### What is required
Check each line of the listing for the string "text". Copy those where it appears.
-------- Data
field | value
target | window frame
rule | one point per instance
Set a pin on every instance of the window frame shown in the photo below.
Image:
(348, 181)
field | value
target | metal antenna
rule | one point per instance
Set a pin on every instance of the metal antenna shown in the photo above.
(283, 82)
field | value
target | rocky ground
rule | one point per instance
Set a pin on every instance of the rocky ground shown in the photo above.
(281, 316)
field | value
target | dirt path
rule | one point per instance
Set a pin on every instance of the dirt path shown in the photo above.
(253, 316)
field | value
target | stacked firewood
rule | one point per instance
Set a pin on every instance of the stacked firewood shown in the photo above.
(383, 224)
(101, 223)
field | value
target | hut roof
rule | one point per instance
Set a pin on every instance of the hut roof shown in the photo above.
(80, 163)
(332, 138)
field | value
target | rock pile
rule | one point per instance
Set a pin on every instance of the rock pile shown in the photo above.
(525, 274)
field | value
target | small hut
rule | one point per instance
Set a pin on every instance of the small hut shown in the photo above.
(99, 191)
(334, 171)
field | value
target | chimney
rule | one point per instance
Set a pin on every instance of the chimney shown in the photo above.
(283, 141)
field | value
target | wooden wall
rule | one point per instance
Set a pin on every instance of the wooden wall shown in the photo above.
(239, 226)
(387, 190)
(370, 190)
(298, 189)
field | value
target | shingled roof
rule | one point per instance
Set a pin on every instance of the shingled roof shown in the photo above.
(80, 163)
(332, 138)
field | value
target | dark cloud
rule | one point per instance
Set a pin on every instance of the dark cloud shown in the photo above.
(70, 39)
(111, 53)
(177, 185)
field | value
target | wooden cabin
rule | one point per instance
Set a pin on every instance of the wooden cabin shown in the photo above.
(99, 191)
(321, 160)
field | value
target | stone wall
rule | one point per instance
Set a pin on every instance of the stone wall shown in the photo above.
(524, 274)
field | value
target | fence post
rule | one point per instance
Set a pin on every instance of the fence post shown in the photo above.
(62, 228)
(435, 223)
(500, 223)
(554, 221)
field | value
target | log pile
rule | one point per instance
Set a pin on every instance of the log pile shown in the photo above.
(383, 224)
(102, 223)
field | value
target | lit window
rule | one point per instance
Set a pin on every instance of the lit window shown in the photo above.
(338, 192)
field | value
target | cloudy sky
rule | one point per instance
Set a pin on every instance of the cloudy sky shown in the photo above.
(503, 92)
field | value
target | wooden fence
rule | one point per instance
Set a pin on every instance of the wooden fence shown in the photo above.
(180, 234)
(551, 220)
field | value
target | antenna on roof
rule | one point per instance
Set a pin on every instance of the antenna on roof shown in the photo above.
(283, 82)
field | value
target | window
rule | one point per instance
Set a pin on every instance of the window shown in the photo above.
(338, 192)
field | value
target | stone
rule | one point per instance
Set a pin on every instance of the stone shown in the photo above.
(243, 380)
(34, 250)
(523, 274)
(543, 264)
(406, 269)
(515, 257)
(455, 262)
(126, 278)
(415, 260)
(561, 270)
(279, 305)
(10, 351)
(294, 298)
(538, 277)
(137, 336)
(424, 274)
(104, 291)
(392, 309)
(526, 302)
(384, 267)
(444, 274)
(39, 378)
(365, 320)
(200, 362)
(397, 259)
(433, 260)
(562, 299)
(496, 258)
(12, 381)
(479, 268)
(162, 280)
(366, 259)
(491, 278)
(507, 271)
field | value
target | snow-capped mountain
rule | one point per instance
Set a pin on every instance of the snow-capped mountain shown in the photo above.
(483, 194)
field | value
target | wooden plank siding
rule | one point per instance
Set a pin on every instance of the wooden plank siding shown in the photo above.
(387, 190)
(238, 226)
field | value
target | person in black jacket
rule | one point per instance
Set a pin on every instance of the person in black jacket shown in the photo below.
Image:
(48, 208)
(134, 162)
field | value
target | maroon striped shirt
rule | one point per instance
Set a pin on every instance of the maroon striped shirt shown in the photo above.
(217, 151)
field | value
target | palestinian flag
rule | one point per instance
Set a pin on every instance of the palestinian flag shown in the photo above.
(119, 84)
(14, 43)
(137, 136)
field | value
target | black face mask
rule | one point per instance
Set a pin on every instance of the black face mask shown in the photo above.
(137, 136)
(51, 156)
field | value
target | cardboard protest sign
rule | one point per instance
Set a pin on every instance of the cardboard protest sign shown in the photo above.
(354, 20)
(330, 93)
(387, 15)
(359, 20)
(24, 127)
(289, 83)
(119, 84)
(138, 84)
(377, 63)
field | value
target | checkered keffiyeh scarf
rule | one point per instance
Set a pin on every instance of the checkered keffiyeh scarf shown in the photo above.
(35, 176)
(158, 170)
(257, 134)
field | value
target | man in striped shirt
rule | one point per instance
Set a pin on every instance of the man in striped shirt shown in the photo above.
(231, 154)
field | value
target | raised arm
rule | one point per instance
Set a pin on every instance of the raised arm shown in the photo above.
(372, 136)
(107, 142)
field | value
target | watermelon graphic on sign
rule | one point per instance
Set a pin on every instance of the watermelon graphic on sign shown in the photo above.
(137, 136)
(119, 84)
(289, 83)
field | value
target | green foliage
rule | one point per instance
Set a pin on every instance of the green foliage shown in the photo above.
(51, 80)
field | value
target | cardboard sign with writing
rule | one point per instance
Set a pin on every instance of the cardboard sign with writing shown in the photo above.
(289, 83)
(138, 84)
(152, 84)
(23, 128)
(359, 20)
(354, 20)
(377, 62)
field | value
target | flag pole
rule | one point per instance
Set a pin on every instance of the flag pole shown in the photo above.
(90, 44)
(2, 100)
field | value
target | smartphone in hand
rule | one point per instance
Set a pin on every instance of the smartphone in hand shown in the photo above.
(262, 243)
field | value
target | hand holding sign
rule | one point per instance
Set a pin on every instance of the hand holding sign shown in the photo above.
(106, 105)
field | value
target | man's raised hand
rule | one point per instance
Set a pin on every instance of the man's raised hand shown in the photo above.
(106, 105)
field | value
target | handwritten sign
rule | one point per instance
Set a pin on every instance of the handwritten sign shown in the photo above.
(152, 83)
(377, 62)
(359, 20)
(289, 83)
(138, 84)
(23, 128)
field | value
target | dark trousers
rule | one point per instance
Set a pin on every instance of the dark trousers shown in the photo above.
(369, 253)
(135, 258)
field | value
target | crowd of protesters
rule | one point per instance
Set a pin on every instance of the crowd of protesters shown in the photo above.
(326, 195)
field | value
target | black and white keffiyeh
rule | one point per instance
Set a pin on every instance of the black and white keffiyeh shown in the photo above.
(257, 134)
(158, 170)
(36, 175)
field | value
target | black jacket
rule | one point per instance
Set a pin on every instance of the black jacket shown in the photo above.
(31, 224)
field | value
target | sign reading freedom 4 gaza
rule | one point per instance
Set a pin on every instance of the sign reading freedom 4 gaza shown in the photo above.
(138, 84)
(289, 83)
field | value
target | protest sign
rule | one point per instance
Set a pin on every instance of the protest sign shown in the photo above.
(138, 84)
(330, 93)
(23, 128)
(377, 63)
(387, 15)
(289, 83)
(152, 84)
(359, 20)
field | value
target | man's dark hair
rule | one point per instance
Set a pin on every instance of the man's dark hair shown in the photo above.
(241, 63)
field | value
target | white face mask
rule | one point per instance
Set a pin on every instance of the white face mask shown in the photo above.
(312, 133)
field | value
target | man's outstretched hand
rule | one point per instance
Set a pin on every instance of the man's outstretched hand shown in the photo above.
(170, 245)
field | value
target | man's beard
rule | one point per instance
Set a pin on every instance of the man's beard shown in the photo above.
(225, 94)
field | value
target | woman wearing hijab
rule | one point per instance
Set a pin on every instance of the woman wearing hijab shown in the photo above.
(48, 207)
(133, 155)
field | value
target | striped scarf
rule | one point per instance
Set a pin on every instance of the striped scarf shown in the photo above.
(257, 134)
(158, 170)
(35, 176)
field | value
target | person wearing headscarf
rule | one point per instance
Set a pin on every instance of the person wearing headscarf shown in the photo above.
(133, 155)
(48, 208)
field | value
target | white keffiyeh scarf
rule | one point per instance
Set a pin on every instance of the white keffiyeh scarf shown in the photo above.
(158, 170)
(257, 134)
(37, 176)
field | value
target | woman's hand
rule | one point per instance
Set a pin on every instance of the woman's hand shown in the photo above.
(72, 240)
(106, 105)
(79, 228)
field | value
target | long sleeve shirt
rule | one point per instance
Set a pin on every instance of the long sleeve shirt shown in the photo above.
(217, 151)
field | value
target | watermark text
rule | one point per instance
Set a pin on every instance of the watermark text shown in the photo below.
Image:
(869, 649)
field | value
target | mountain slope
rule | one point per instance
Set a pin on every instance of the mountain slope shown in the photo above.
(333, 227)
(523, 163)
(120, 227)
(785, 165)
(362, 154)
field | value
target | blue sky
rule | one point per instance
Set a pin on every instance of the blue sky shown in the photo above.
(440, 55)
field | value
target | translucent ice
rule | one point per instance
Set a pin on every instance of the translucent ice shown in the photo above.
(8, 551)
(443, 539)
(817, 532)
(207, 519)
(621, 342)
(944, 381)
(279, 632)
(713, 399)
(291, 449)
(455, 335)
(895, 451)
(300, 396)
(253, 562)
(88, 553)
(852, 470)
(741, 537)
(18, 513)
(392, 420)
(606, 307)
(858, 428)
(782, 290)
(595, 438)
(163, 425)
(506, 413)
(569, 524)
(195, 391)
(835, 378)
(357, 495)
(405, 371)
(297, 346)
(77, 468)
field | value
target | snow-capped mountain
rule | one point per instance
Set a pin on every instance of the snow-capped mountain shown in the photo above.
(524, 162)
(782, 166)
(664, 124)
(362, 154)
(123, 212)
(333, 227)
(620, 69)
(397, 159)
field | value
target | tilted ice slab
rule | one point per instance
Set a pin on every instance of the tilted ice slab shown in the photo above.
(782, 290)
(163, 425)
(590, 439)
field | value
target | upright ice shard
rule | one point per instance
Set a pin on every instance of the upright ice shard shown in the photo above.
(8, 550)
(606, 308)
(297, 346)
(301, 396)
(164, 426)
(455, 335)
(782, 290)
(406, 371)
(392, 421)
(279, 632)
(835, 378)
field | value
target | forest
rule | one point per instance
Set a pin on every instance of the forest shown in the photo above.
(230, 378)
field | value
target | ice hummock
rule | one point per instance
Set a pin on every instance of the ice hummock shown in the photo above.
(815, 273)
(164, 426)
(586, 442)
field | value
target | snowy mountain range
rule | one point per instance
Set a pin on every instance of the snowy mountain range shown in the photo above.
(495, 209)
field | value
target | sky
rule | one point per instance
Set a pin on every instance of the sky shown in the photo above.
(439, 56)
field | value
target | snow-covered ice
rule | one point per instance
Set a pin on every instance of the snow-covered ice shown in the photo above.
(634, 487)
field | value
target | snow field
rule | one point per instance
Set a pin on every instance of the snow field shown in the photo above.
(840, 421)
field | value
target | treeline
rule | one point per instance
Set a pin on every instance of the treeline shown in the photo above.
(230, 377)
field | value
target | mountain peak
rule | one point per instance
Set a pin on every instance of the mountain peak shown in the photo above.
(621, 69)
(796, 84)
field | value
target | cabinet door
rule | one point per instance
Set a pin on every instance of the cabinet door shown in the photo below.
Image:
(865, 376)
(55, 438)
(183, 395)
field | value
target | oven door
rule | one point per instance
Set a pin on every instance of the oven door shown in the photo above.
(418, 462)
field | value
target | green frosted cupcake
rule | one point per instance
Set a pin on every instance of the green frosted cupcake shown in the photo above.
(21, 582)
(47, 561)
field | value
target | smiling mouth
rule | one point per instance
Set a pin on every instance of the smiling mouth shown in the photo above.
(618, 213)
----------------
### Reply to the task
target | watermark text
Set a pin on every instance of the watermark text shown in the photo below.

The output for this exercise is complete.